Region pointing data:
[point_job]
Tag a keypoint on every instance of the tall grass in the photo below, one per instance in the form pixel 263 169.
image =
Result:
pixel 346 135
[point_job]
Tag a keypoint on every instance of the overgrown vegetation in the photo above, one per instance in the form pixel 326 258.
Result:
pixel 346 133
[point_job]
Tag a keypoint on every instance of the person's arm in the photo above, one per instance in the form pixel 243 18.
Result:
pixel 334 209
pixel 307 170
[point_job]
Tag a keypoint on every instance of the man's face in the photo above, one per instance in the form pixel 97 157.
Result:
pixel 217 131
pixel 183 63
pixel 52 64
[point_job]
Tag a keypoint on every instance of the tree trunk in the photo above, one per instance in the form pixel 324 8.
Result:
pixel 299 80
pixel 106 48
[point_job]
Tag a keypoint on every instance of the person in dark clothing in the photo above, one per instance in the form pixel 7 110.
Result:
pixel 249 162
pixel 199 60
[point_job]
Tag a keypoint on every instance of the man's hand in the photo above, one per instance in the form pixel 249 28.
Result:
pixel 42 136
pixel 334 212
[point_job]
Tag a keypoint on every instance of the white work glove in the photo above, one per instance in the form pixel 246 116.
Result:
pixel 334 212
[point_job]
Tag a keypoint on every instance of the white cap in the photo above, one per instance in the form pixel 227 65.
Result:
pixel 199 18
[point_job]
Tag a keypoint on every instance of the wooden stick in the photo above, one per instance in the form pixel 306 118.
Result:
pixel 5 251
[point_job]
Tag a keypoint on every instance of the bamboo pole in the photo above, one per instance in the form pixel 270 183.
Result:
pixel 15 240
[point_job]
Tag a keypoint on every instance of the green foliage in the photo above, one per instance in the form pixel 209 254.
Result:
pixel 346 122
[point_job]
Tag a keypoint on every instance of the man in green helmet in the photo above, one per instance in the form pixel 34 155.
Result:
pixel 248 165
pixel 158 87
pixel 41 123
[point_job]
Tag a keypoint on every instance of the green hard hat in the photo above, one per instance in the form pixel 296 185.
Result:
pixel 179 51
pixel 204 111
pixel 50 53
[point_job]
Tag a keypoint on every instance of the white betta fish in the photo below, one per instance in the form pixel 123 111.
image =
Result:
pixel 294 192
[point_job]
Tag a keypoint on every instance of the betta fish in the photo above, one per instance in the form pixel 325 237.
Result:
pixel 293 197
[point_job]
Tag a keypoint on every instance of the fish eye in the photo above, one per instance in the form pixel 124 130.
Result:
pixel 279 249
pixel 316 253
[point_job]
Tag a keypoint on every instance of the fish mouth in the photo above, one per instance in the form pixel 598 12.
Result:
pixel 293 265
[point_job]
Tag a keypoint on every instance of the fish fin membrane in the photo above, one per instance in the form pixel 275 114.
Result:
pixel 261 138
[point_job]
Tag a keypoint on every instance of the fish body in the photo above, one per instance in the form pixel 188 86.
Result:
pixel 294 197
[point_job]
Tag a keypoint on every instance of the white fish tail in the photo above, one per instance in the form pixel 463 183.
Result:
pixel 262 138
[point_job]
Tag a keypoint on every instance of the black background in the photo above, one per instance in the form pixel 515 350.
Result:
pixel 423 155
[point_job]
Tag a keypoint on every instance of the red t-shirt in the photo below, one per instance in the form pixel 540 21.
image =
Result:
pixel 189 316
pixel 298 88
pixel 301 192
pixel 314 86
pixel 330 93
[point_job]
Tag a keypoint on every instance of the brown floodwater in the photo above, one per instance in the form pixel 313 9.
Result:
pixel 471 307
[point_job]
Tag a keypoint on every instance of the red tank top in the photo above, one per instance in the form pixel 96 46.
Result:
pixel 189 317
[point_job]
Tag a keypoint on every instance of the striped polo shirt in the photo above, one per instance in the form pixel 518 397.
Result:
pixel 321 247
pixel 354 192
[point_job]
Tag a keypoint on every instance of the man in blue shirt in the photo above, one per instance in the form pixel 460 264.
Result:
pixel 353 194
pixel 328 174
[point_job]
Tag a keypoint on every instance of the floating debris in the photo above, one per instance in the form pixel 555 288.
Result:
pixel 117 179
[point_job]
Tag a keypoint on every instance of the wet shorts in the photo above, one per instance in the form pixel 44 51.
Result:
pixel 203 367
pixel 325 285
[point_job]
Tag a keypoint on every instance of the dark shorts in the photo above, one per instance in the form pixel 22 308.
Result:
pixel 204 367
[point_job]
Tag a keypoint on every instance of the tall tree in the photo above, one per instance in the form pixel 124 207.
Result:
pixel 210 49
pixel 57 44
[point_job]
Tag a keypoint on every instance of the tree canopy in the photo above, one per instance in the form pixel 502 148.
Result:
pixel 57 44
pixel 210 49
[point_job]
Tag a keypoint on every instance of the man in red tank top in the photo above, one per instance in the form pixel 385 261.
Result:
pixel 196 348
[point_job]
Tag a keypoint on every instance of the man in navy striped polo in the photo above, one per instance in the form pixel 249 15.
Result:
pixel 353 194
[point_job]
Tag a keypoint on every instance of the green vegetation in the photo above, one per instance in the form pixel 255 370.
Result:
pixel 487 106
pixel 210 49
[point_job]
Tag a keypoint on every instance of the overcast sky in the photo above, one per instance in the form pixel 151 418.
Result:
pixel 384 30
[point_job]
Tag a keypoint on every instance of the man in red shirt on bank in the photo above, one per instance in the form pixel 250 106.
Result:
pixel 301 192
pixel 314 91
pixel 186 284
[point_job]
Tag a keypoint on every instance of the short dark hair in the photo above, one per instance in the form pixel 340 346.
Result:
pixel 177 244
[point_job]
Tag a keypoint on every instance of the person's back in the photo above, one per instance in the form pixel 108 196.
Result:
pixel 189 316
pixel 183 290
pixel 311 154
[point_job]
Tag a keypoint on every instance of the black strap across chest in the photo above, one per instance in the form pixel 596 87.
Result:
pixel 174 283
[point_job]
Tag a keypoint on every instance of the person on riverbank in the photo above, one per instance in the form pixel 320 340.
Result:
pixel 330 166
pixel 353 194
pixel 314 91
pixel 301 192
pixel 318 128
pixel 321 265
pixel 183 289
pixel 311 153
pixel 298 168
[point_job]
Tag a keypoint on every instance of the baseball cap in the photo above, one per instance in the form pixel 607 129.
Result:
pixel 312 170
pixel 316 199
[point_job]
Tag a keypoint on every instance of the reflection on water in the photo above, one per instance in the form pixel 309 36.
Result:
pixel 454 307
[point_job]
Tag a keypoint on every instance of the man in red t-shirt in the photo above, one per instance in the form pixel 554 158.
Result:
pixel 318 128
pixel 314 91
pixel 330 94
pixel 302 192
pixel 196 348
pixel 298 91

- WORK TO COMPLETE -
Copy out the data above, word for word.

- SOLVED EXERCISE -
[point_job]
Tag a keypoint on every instance of the tall grass in the photo below, one per instance in the form pixel 263 169.
image =
Result:
pixel 346 135
[point_job]
Tag a keypoint on every instance of the overgrown vegetation in the photo above, one per instance in the form pixel 326 258.
Result:
pixel 346 133
[point_job]
Tag a keypoint on every instance of the person's arm in the photo above, one per instance in the form pixel 243 18.
Result:
pixel 334 209
pixel 307 170
[point_job]
Tag a keypoint on every instance of the man's face in the photo above, one per instance in the form pixel 97 157.
Result:
pixel 217 131
pixel 183 63
pixel 52 64
[point_job]
Tag a keypoint on every instance of the tree trunk in the photo above, one per instance in the form pixel 324 8.
Result:
pixel 299 80
pixel 106 48
[point_job]
Tag a keypoint on every instance of the person in dark clothing in the photo above, one per instance in the form pixel 7 110.
Result:
pixel 249 162
pixel 199 60
[point_job]
Tag a keypoint on every instance of the man's hand in the photo above, one per instance in the form pixel 249 28.
Result:
pixel 42 136
pixel 334 212
[point_job]
Tag a keypoint on every instance of the white work glove in the photo above, one per instance in the form pixel 246 116.
Result:
pixel 334 212
[point_job]
Tag a keypoint on every instance of the white cap in the photo above, one per instance in the form pixel 227 65.
Result:
pixel 199 18
[point_job]
Tag a keypoint on every instance of the wooden stick in the photo above, one per instance in the form pixel 306 118.
Result:
pixel 5 251
[point_job]
Tag a keypoint on every instance of the bamboo pole in the photo above, one per instance in the form pixel 270 183.
Result:
pixel 15 240
[point_job]
Tag a keypoint on every instance of the green foliage in the photo above, one per instance in the form pixel 209 254.
Result:
pixel 346 122
[point_job]
Tag a keypoint on every instance of the man in green helmet in the photo above, one per instance in the form pixel 34 155.
Result:
pixel 248 165
pixel 158 87
pixel 41 123
[point_job]
Tag a keypoint on every instance of the green hard hat in the photo above, one per instance in the form pixel 296 185.
Result:
pixel 179 51
pixel 204 111
pixel 50 53
[point_job]
Tag a keypoint on every instance of the white betta fish in the photo below, one per instance in the form pixel 123 111.
image =
Result:
pixel 294 192
[point_job]
Tag a keypoint on every instance of the betta fish in the photo above, one per instance in the form pixel 325 237.
Result:
pixel 293 197
[point_job]
Tag a keypoint on every instance of the fish eye in the photo above, one per instance in the form pixel 124 130.
Result:
pixel 279 249
pixel 316 253
[point_job]
Tag a keypoint on every instance of the fish mouth in the photo above, one per instance in the form pixel 598 12.
Result:
pixel 293 265
[point_job]
Tag a keypoint on every instance of the fish fin membrane in the photo above, one per instance in the form pixel 275 114.
Result:
pixel 261 138
[point_job]
Tag a keypoint on every instance of the fish body in the photo above, one per instance in the form pixel 188 86.
Result:
pixel 294 197
[point_job]
Tag a keypoint on every instance of the white fish tail in the photo above, one per instance in the form pixel 463 183.
Result:
pixel 262 138
[point_job]
Tag a keypoint on every instance of the black background in the photo above, one per instance in the form pixel 515 350.
Result:
pixel 423 155
[point_job]
Tag a keypoint on every instance of the red t-shirt in the photo below, one per instance in the form pixel 540 21.
image =
Result:
pixel 189 316
pixel 298 88
pixel 301 192
pixel 314 86
pixel 330 93
[point_job]
Tag a keypoint on every instance of the brown floodwater in the photo above, one per instance in the form pixel 313 9.
Result:
pixel 471 307
[point_job]
Tag a keypoint on every instance of the red tank top in the photo above, one per instance in the form pixel 96 46.
Result:
pixel 189 317
[point_job]
Tag a keypoint on every instance of the striped polo shirt in the photo above, one per instance in the form pixel 518 397.
Result:
pixel 321 247
pixel 354 192
[point_job]
Tag a keypoint on every instance of the man in blue shirt in the photo above, one per instance in the form pixel 460 264.
Result:
pixel 353 194
pixel 328 174
[point_job]
Tag a keypoint on every instance of the floating debris in the photo above, one per instance in the form pixel 555 288.
Result:
pixel 117 179
[point_job]
Tag a keypoint on every instance of the wet shorts in the photo above, one per instance in the form pixel 44 51.
Result:
pixel 203 367
pixel 325 285
[point_job]
Tag a keypoint on every instance of the dark shorts in the photo above, one per instance in the form pixel 22 308.
Result:
pixel 204 367
[point_job]
Tag a keypoint on every instance of the tall tree in the photo above, one per instance in the form pixel 124 207.
Result:
pixel 210 49
pixel 57 44
[point_job]
Tag a keypoint on every instance of the tree canopy in the photo above, one per instance in the form pixel 502 148.
Result:
pixel 57 44
pixel 210 49
[point_job]
Tag a keypoint on every instance of the man in red tank top in the photo above, one per instance in the form pixel 385 261.
Result:
pixel 196 348
[point_job]
Tag a keypoint on every instance of the man in navy striped polo in the photo above, one per instance in the form pixel 249 15.
Result:
pixel 353 194
[point_job]
Tag a keypoint on every instance of the green vegetation in the photo above, one per instance in the form pixel 255 370.
Result:
pixel 487 106
pixel 210 49
[point_job]
Tag a keypoint on every instance of the overcast sky in the photo above, one per instance in the form pixel 151 418.
Result:
pixel 384 30
[point_job]
Tag a keypoint on every instance of the man in red shirt on bank in the photo above, one per instance in the form pixel 250 106.
Result:
pixel 301 192
pixel 314 91
pixel 186 284
[point_job]
Tag a keypoint on every instance of the short dark hair in the photo above, one per instance in the form pixel 340 346.
Result:
pixel 177 244
[point_job]
Tag a keypoint on every instance of the person's back in the photo above, one per instance in the form pixel 108 196.
Result:
pixel 189 316
pixel 183 290
pixel 311 154
[point_job]
Tag a keypoint on every instance of the black strap across chest in the photo above, one per instance in the form pixel 596 87.
Result:
pixel 174 283
[point_job]
Tag a keypoint on every instance of the person on riverbank in the photo above, one per instance in the form pixel 320 340.
Result:
pixel 330 166
pixel 353 194
pixel 314 91
pixel 301 192
pixel 318 128
pixel 321 265
pixel 183 289
pixel 311 153
pixel 298 168
[point_job]
Tag a keypoint on every instance of the baseball cap in the photo above, one per instance in the form pixel 607 129.
Result:
pixel 312 170
pixel 316 199
[point_job]
Tag a keypoint on every instance of the reflection on water in the photo above, one per instance in the form pixel 309 36.
Result:
pixel 454 307
[point_job]
Tag a keypoint on every instance of the man in red t-shirt in the photo above, one per instance in the form pixel 554 158.
Result:
pixel 318 128
pixel 314 91
pixel 330 94
pixel 302 192
pixel 196 348
pixel 298 91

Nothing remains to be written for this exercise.